BEGIN

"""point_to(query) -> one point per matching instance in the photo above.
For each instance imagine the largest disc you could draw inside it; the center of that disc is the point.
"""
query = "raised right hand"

END
BEGIN

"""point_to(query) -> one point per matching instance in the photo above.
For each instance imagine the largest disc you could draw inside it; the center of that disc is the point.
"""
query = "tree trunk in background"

END
BEGIN

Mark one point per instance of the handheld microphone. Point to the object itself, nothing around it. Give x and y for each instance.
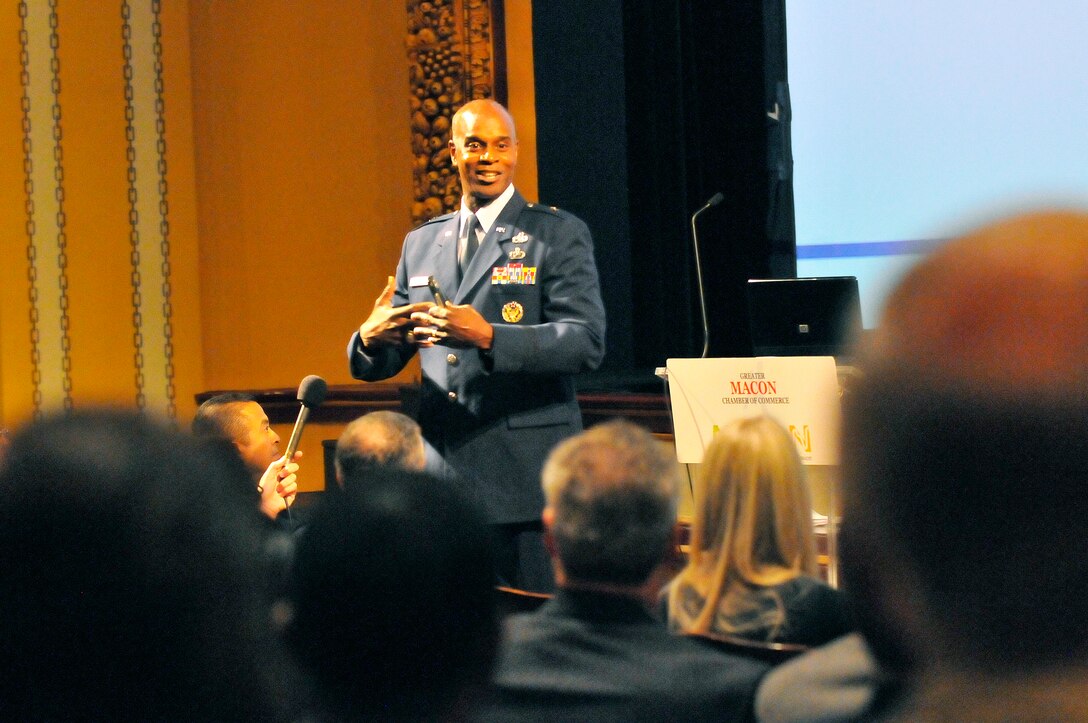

END

(WORK TO BE COMPLETED):
If a line in the listing includes the word "query", it counts; report the number of such lines and nothing else.

(ANSWER SPACE):
4